[Document segment Boundary: Start]
Main enemy is orcs, they tend to be violent, strongest survive, the world is theres to reap the rewards of.  Some are nomads, roving bands killing and pillaging to survive. There are more permanent bands, and even an orc homeland.  There is a small percentage of religious shamans(1 in hundreds), even fewer mages(1 in thousands)

Basically just look at the group and make it yours.


----------



## Harbinger (Aug 12, 2011)

I am currently Workin on a land with six races. It is difficult coming up with that many diffetent customs and mannerisms but i try to use the real world for my research. It is tedious but it pays off i find when u are able to make so many distinct and defined cultures live in one land, much like America...


----------



## Ravana (Aug 15, 2011)

Hundreds–since the world began as a RPG setting. In serious writing, that number is getting pruned down considerably: there's no virtue in including variety if it's unmotivated. As was mentioned before, humans with pointy ears are still humans, no matter what you call them… at which point it's pretty pointless to have them be anything other than humans.

Apply some basics of ecology to begin with: _could_ all these races exist side by side, or would some outcompete the others? (Answer: yes… in any vaguely "realistic" setting.) Are there niches for the others to occupy that would keep them around? Would these communities be large enough to be self-sustaining, or are they so small they'll wither and die out, even without anybody wanting to move in on them? Is there anything else that might allow them to remain, even in very small populations? (Dragons, for instance, tend to be either immortal or at least extremely long-lived: as long as they don't mind traveling to breed every century or so, the population needn't be particularly large. That, plus they're notoriously difficult to dislodge from wherever they choose to live.) Or do they reproduce rapidly enough that even small communities can replace their losses? (And at the same time avoid the consequences of inbreeding?) What conditions would allow these races, or at least some of them, to coexist? Do they all require the same resources? Do some of them consider other races to _be_ resources? (Slaves, food sources, etc.?)

After that, you get into politics: are the races _willing_ to coexist? How expansionist are they? (Does their birth rate _require_ them to be expansionist in order to have all the resources required to support their population?) Which ones are willing to ally themselves with their neighbors? Which ones ally themselves with their neighbors out of necessity (to compete with rival populations of other species), whether they like their neighbors or not? Which ones are willing to tolerate difference, and which aren't? Are integrated communities socially feasible, or does the race keep to itself?
[Document segment Boundary: End]
[Supplied data Boundary: Start]
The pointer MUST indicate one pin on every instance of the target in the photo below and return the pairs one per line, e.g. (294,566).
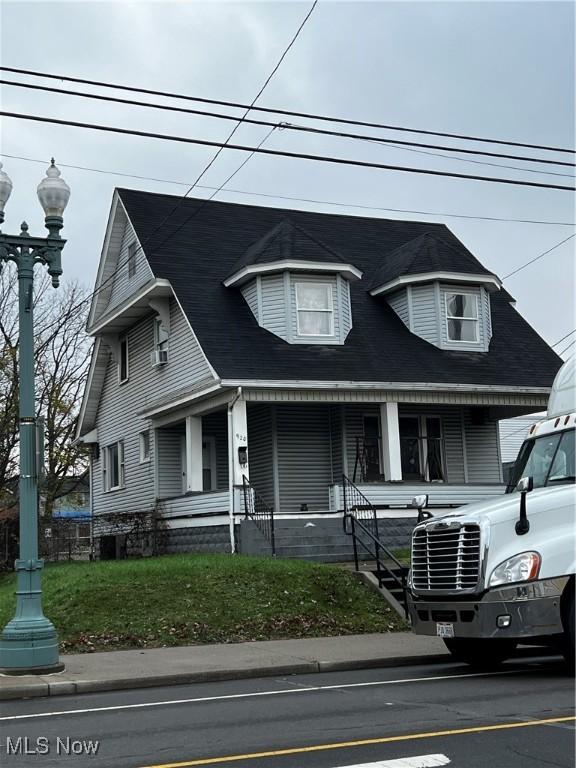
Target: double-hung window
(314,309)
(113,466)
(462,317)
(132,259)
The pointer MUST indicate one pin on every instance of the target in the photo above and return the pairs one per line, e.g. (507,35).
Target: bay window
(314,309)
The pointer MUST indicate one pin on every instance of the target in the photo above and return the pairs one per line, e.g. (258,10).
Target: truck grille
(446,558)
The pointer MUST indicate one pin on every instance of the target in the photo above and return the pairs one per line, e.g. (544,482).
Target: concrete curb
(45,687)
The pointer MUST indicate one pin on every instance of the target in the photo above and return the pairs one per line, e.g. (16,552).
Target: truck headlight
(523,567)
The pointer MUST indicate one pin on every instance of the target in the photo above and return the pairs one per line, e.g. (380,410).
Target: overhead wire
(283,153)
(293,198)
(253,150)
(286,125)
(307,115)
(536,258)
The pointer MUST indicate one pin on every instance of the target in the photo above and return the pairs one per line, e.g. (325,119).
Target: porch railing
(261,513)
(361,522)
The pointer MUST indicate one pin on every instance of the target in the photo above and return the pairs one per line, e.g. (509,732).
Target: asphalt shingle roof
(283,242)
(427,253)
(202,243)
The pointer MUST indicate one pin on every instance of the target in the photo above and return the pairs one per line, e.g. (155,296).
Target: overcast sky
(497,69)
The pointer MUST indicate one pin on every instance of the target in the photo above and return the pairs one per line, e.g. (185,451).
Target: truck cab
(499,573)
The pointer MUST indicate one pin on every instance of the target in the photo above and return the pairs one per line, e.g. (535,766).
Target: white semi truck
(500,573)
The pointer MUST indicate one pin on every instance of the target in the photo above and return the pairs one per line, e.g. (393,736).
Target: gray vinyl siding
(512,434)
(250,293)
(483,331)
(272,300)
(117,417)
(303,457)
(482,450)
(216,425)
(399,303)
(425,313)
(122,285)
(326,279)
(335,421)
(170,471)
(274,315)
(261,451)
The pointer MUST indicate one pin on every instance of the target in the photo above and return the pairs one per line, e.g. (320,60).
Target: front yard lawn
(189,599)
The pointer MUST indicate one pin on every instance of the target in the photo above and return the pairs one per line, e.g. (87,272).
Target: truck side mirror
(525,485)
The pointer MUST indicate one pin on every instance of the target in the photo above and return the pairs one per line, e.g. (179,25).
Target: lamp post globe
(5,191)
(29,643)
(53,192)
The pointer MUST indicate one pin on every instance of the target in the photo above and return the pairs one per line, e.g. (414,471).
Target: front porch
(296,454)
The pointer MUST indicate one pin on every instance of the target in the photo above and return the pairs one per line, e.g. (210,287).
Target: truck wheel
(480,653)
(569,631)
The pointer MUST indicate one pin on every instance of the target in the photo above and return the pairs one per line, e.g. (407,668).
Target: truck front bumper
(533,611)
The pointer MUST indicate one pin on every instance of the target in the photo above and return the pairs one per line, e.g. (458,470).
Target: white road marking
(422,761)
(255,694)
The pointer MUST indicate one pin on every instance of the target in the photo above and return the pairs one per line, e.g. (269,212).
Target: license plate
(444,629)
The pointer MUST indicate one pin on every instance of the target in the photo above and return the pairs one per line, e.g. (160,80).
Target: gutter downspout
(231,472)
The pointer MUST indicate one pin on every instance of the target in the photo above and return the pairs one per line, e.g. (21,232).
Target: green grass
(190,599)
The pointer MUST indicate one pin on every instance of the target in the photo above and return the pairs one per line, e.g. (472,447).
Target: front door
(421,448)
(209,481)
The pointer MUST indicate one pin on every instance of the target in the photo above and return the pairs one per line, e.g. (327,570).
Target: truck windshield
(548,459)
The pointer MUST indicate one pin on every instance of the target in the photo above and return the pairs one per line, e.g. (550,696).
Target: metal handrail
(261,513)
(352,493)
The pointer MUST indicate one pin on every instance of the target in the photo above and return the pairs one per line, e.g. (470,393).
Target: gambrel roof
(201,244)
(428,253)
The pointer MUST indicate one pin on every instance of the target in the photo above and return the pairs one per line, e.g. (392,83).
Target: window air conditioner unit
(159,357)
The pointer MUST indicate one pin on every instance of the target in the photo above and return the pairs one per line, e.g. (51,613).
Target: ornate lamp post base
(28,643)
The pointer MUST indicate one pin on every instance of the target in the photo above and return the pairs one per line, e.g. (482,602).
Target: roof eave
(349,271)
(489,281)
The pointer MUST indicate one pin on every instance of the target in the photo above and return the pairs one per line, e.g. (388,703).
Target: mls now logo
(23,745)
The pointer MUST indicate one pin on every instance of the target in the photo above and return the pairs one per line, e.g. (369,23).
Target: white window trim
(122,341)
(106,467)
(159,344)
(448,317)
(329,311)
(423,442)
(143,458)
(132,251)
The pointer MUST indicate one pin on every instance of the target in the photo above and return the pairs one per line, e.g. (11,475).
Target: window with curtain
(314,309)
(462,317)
[Supplied data Boundary: End]
Exercise requirements.
A: List each political issue that the forum thread on fantasy races raises in its paragraph beginning "After that, you get into politics".
B: In the forum thread on fantasy races, how common are mages among the orcs?
C: Extend the forum thread on fantasy races, starting right after its final sentence.

Task answers.
A:
- Whether the races are willing to coexist
- How expansionist they are
- Whether their birth rate requires them to be expansionist to have the resources their population needs
- Which races are willing to ally themselves with their neighbors
- Which races ally with their neighbors out of necessity, to compete with rival populations of other species, whether they like their neighbors or not
- Which races are willing to tolerate difference, and which aren't
- Whether integrated communities are socially feasible, or whether the race keeps to itself

B: Mages are even rarer than shamans, about 1 in thousands.

C:
Combine ecology and politics, and you get economy: can a race find its "niche" not geographically, but through some contribution in this area? Can populations pay for resources they don't generate, thereby removing the need to occupy territory where those resources do exist? Does group A have anything group B needs, wants, or is even remotely interested in, and vice versa? It's amazing how well groups can get along when they are mutually dependent where their wealth is concerned. Conversely, it's amazing how poorly they'll get along if one group believes it can do better by simply taking what the other has, rather than paying for it.…

There's always religion, too–though here I'm not talking about divisive differences, but rather the reverse. One thing that most fantasy writers fail to think through adequately is _the consequences of their gods actually existing_… if that's how their world is set up, and the "gods" aren't non-participatory figures that people merely _believe_ in. For instance: if your god _told_ you to get along with the species next door–I'm talking about showing up in person and saying it to your face, not about some priest somewhere having a "revelation"–you'd probably do it. Right? This is the main integrative force in the world I mentioned above: the gods are manifestly and incontrovertibly real, and they most certainly will tell neighboring populations to maintain friendly relations… especially if that neighboring population worships the _same_ god, or at least one that has good relations with him. Neither of which is uncommon, since because the gods _are_ real, there are only so many of them to go around… and they have their own politics, alliances, rivalries and foes, too. Nobody, but _nobody_ in this world, follows a god that _doesn't_ exist: why would they, when they know some other deity does exist? (For similar reasons, there's no atheism: there are people who don't follow any god, but only the insane would try to deny that there are gods at all.) Also, even marginal races in isolated populations will be much more capable of maintaining themselves if they receive divine support in their efforts… and the fewer followers a deity has, the more resources he can devote to the welfare of each of the few he does have. And deities are notorious for meddling with genetics to alter existing species or create new ones, just because they can… or because they mated with someone or something and generated unique offspring: most monsters of Greek mythology were one-offs, for example, not "species." So if such creation/alteration is within the deity's capabilities, a race might exist simply because some god decided they wanted it to–ecological considerations notwithstanding.

In the end, it's generally best to apply Occam's Razor: "Entities should not be multiplied without reason." If the extra race doesn't contribute to the story _by virtue of being a different race_, turn it into something you already have. Having a couple hundred intelligent races–and thousands of "monster" species–may work for _D&D_, where the goal is to constantly provide novel experiences for your players; for a plausible world, where you can actually envision all these diverse interests and needs coexisting… not so much.


----------



## Motley (Aug 16, 2011)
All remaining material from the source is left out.